* Aim of the task
Please render the records below as a numbered list with one line per item, leaving out any blank lines.

+--

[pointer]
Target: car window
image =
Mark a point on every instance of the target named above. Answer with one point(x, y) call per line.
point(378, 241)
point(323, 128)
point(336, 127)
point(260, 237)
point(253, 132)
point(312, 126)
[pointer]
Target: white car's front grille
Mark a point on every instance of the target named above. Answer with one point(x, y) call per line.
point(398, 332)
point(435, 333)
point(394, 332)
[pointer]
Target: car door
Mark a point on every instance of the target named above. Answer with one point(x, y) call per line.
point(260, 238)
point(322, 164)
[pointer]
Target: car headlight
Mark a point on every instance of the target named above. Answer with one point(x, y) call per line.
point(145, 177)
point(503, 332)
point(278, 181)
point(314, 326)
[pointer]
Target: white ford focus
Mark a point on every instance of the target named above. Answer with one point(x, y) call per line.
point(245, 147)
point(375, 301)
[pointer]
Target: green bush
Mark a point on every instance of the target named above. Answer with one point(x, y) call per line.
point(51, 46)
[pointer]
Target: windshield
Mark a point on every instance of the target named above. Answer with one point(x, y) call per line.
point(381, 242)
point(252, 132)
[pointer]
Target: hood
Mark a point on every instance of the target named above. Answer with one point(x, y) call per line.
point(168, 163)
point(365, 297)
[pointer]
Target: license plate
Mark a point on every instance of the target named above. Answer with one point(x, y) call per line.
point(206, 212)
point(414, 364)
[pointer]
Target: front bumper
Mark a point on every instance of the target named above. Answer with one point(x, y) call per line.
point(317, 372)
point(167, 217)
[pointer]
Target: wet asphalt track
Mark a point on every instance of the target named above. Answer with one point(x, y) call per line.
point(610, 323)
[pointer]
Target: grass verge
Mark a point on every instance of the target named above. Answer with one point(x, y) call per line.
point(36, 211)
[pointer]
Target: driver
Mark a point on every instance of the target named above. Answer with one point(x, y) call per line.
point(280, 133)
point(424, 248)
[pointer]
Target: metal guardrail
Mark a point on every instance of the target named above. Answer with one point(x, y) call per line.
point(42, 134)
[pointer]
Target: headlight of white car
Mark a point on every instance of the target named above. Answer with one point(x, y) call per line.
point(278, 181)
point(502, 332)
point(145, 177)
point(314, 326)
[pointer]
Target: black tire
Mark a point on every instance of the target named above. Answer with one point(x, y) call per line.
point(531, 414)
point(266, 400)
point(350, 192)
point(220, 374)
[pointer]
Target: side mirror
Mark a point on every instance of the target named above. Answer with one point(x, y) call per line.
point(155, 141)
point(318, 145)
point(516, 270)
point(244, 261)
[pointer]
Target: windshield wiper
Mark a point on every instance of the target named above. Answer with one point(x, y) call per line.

+--

* Task solution
1. [pointer]
2. Target: car window
3. image =
4. Mark a point on every instance of the target named above. Answer with one point(x, y) call per line.
5. point(378, 241)
6. point(323, 128)
7. point(336, 127)
8. point(260, 237)
9. point(253, 132)
10. point(312, 126)
11. [pointer]
12. Target: white car's front grille
13. Mark a point on every instance of the target named above. Answer with one point(x, y) call per line.
14. point(398, 332)
15. point(435, 333)
16. point(394, 332)
17. [pointer]
18. Target: car door
19. Mark a point on every instance of the target named above. Answer with one point(x, y) call per line.
20. point(260, 238)
21. point(322, 164)
22. [pointer]
23. Target: car headlight
24. Mark a point on every instance of the target named above. Answer with one point(x, y) call per line.
25. point(145, 177)
26. point(503, 332)
27. point(278, 181)
28. point(314, 326)
29. [pointer]
30. Target: white ford focus
31. Mark a point on every instance of the target named above. Answer with one point(x, y) call per line.
32. point(245, 147)
33. point(375, 301)
34. [pointer]
35. Target: green bush
36. Mark a point on every instance of the target named above. Answer with one point(x, y) call per line.
37. point(51, 46)
38. [pointer]
39. Target: windshield
40. Mark a point on every instance of the target named above. Answer with one point(x, y) call per line.
41. point(381, 242)
42. point(252, 132)
43. [pointer]
44. Target: hood
45. Mark a point on every instance of the target named above. Answer with one point(x, y) call per line.
46. point(168, 163)
47. point(365, 297)
48. [pointer]
49. Target: license plate
50. Mark a point on every instance of the target named above. Answer with one point(x, y) call per line.
51. point(206, 212)
52. point(414, 364)
53. [pointer]
54. Target: front bumper
55. Mark a point on every instance of the target named above. Answer with one point(x, y) call per line.
56. point(317, 372)
57. point(167, 217)
58. [pointer]
59. Target: wet asphalt track
60. Mark a point on every instance of the target named above. Answer with one point(x, y) call per line.
61. point(610, 323)
62. [pointer]
63. Target: grass verge
64. Mark a point on every instance of the target named above. Answer with one point(x, y) call per line.
65. point(36, 211)
66. [pointer]
67. Target: driver
68. Mark a point on every instance of the target named above. Answer with one point(x, y) call per line.
69. point(280, 133)
70. point(424, 248)
71. [pointer]
72. Target: metal guardrail
73. Mark a point on every instance of the target named above. Answer with one point(x, y) call per line.
74. point(42, 134)
75. [pointer]
76. Target: headlight of white car
77. Mark a point on every instance of the target named above. Answer with one point(x, y) call per line.
78. point(278, 181)
79. point(502, 332)
80. point(145, 177)
81. point(314, 326)
82. [pointer]
83. Target: black tire
84. Mark a point on every instance of the target named above. Answer with one point(x, y) call per line.
85. point(531, 414)
86. point(266, 400)
87. point(350, 192)
88. point(220, 374)
89. [pointer]
90. Target: side mirror
91. Mark a point on every instance of the target named above. Answer with one point(x, y) call per line.
92. point(155, 141)
93. point(318, 145)
94. point(516, 270)
95. point(244, 261)
96. [pointer]
97. Target: windshield wiper
98. Mark a point on every instance of the target named above. Answer with one point(x, y) call per line.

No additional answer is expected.